# start of Source data

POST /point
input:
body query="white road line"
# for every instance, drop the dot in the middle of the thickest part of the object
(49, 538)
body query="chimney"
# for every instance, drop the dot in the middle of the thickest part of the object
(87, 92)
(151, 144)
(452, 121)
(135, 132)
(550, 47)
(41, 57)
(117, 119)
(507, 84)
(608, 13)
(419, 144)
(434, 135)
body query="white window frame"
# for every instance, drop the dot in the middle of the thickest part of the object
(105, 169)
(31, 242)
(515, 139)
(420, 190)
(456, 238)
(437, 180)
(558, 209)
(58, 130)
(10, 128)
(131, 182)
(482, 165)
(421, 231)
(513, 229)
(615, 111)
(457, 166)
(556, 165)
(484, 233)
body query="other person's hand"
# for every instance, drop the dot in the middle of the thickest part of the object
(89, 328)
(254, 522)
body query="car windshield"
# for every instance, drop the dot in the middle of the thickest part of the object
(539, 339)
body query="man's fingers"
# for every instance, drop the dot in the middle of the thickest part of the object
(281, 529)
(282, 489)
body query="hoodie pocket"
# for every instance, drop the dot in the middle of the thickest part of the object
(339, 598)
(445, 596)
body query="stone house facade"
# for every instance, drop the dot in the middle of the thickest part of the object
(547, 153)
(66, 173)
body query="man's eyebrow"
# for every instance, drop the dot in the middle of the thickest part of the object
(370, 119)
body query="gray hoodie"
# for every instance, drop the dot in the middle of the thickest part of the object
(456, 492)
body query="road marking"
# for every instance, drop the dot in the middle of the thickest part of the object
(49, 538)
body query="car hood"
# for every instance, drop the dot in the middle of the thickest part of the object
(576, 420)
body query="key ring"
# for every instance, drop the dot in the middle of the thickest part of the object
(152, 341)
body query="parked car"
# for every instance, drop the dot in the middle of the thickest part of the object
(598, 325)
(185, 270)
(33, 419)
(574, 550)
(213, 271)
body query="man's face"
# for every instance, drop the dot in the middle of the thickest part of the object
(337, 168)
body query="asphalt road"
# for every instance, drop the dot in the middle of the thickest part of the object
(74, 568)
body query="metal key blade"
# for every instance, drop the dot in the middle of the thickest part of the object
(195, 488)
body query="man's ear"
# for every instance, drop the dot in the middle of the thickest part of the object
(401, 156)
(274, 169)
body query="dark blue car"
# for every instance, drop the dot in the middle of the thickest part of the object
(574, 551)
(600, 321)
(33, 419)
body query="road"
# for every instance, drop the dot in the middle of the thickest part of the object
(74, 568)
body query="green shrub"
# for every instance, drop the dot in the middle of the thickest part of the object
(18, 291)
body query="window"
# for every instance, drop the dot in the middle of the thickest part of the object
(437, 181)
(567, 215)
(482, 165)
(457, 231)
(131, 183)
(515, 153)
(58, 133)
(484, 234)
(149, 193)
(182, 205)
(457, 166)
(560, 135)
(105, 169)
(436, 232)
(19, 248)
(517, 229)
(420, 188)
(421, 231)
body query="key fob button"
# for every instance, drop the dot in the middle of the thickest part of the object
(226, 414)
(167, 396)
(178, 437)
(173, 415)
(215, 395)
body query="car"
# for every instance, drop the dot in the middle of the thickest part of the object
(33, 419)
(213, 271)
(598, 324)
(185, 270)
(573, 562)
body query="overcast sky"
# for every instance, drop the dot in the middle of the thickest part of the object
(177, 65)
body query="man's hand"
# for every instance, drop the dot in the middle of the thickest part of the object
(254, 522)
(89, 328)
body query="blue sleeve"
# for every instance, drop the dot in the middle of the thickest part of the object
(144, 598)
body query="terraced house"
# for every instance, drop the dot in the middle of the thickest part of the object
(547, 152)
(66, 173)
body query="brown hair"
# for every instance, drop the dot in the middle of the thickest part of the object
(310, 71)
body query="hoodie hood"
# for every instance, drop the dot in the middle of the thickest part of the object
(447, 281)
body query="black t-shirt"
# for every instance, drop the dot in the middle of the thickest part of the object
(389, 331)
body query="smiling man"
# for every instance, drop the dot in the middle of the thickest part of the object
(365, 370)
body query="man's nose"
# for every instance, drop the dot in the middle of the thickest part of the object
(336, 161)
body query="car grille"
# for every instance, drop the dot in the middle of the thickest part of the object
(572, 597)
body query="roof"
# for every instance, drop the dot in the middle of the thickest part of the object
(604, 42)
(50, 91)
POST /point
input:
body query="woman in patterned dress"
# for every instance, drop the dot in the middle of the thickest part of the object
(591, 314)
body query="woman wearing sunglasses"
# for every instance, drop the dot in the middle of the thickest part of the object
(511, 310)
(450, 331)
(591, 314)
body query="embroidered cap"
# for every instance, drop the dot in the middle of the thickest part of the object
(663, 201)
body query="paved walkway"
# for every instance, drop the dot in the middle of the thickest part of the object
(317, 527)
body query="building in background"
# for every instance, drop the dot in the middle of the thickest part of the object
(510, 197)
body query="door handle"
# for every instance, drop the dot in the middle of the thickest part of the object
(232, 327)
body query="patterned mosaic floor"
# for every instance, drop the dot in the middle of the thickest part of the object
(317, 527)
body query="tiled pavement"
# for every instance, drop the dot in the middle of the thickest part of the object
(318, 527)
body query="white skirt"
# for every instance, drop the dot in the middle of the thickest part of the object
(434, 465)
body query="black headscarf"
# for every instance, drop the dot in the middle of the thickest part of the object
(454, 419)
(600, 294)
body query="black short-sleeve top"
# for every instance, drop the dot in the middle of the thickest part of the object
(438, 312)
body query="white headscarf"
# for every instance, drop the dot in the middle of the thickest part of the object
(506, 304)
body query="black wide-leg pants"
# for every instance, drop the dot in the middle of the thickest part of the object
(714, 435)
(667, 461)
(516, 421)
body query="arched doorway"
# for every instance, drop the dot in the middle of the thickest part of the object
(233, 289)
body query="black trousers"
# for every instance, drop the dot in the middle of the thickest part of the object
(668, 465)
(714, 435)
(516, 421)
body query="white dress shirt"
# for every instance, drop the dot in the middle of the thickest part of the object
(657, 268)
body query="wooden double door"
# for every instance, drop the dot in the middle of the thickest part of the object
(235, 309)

# end of Source data

• **Work instructions**
Write down all the entries again without a single difference.

• **Written reply**
POST /point
input:
body query="white road line"
# for every instance, drop the dot in the middle of the thickest part of the object
(49, 538)
body query="chimney"
# for every instance, drop the dot in the middle of the thickest part of the object
(87, 92)
(151, 144)
(452, 121)
(135, 132)
(550, 47)
(41, 57)
(117, 119)
(507, 84)
(608, 13)
(419, 144)
(434, 135)
body query="white window frame"
# for every instance, drop the dot in the middle of the thickest part of the object
(105, 169)
(31, 242)
(515, 139)
(420, 190)
(456, 238)
(437, 180)
(558, 209)
(58, 130)
(10, 128)
(131, 182)
(482, 165)
(421, 231)
(513, 229)
(615, 111)
(457, 166)
(556, 165)
(484, 233)
body query="other person's hand"
# for every instance, drop the dot in the middle of the thickest part of the object
(89, 328)
(254, 522)
body query="car windshield"
# for every instance, drop the dot in the middle of the thickest part of the object
(539, 339)
body query="man's fingers"
# for every instance, drop the dot in the middle of the thickest part of the object
(281, 529)
(282, 489)
body query="hoodie pocket"
# for every instance, drop the dot in the middle of the thickest part of the object
(339, 598)
(445, 596)
body query="stone house facade"
# for every instance, drop the dot in the middle of the thickest part of the object
(547, 153)
(66, 173)
body query="man's eyebrow"
# for every instance, drop the dot in the middle of the thickest part of the object
(370, 119)
body query="gray hoodie"
# for every instance, drop the dot in the middle of the thickest part of the object
(456, 492)
body query="road marking"
# for every instance, drop the dot in the middle of the thickest part of the object
(49, 538)
body query="car hood"
# for every instance, drop the dot in the middle of the thickest part of the object
(576, 420)
body query="key ring"
# for every instance, drop the dot in the middle of the thickest part of the object
(152, 341)
body query="parked car"
# for every instance, drop the dot in the middle of the thickest part of the object
(598, 325)
(185, 270)
(33, 419)
(574, 550)
(213, 271)
body query="man's face"
# for every instance, drop the dot in the middle of the thickest part of the object
(337, 168)
body query="asphalt road"
# for every instance, drop the dot in the middle of the thickest part of the object
(74, 568)
body query="metal key blade"
# for every instance, drop the dot in the middle of the thickest part of the object
(195, 488)
body query="man's ear"
# for every instance, drop the dot in the middle of the thickest part of the object
(401, 156)
(274, 169)
body query="dark blue car"
# for every instance, drop the dot in the middle of the thickest part of the object
(574, 551)
(600, 321)
(33, 419)
body query="road"
# for every instance, drop the dot in the middle of the thickest part of the object
(74, 568)
body query="green shrub"
# for every instance, drop the dot in the middle of the thickest part of the object
(18, 291)
body query="window"
# for every instance, drop the dot in the middle of the thickest part of the object
(437, 181)
(567, 215)
(482, 165)
(457, 231)
(131, 183)
(515, 153)
(58, 133)
(484, 234)
(149, 193)
(182, 205)
(457, 166)
(560, 135)
(105, 169)
(436, 232)
(19, 248)
(517, 229)
(420, 188)
(421, 231)
body query="key fob button"
# for every instance, drop the dot in the middle of the thickest part of the object
(226, 414)
(167, 396)
(178, 437)
(173, 415)
(215, 395)
body query="car"
# for every instance, drop the dot in the middle of the thickest part of the object
(33, 419)
(213, 271)
(598, 324)
(185, 270)
(573, 562)
body query="overcast sky"
# for every instance, drop the dot in the middle of the thickest part of the object
(177, 65)
body query="man's hand"
# for every instance, drop the dot in the middle of the thickest part of the object
(254, 522)
(89, 328)
body query="blue sleeve"
# for every instance, drop the dot in the middle of the thickest part of the object
(144, 598)
body query="terraced house"
# for every instance, drop the dot in the middle of the thickest part of the object
(547, 152)
(66, 173)
body query="brown hair"
# for every instance, drop the dot in the middle of the thickest part of the object
(310, 71)
body query="hoodie hood"
# for every instance, drop the dot in the middle of the thickest part of the object
(447, 281)
body query="black t-shirt"
# for every instance, drop the dot in the middle of the thickest part of the object
(389, 331)
body query="smiling man"
# for every instance, drop the dot in the middle of the thickest part of the object
(365, 370)
body query="man's nose"
# for every instance, drop the dot in the middle of the thickest part of the object
(336, 161)
body query="car grille"
# for every instance, drop the dot in the middle of the thickest part of the object
(572, 597)
body query="roof"
# for every instance, drop the dot in the middle of the thickest part of the object
(604, 42)
(50, 91)
POST /point
input:
body query="woman in patterned dress"
# for every instance, drop the dot in the middle of the thickest part of the object
(591, 314)
body query="woman wearing sunglasses"
# for every instance, drop the dot in the middle of the thickest part of the object
(511, 310)
(450, 331)
(591, 314)
body query="embroidered cap"
# for every instance, drop the dot in the middle of the thickest part of the object
(663, 201)
body query="paved walkway"
# for every instance, drop the dot in the middle of the thickest part of the object
(317, 527)
body query="building in background"
# for every instance, drop the dot in the middle of the thickest part of the object
(510, 197)
body query="door handle"
# for every instance, drop the dot in the middle of the thickest part of the object
(232, 327)
body query="patterned mosaic floor"
# for every instance, drop the dot in the middle of the thickest part of the object
(317, 527)
body query="tiled pavement"
# for every instance, drop the dot in the middle of the thickest part of the object
(318, 527)
body query="white skirt"
# for every instance, drop the dot in the middle of the thickest part of the object
(434, 465)
body query="black headscarf"
# for every instance, drop the dot in the middle of the thickest part of the object
(454, 419)
(600, 294)
body query="black short-sleeve top"
# for every instance, drop the dot in the middle of the thickest part of the object
(438, 312)
body query="white headscarf"
# for every instance, drop the dot in the middle of the thickest part of the object
(506, 304)
body query="black wide-leg pants"
# for every instance, drop the dot in the middle of the thickest part of the object
(714, 435)
(667, 461)
(516, 421)
body query="arched doorway"
# for every instance, drop the dot in the middle of the thickest part of the object
(233, 289)
body query="black trousers"
# for every instance, drop the dot in the middle of the thickest part of the object
(668, 465)
(714, 435)
(516, 421)
body query="white dress shirt"
# for every instance, drop the dot in the middle of the thickest part of the object
(657, 268)
body query="wooden double door"
# for every instance, drop the dot in the middle of the thickest part of the object
(235, 309)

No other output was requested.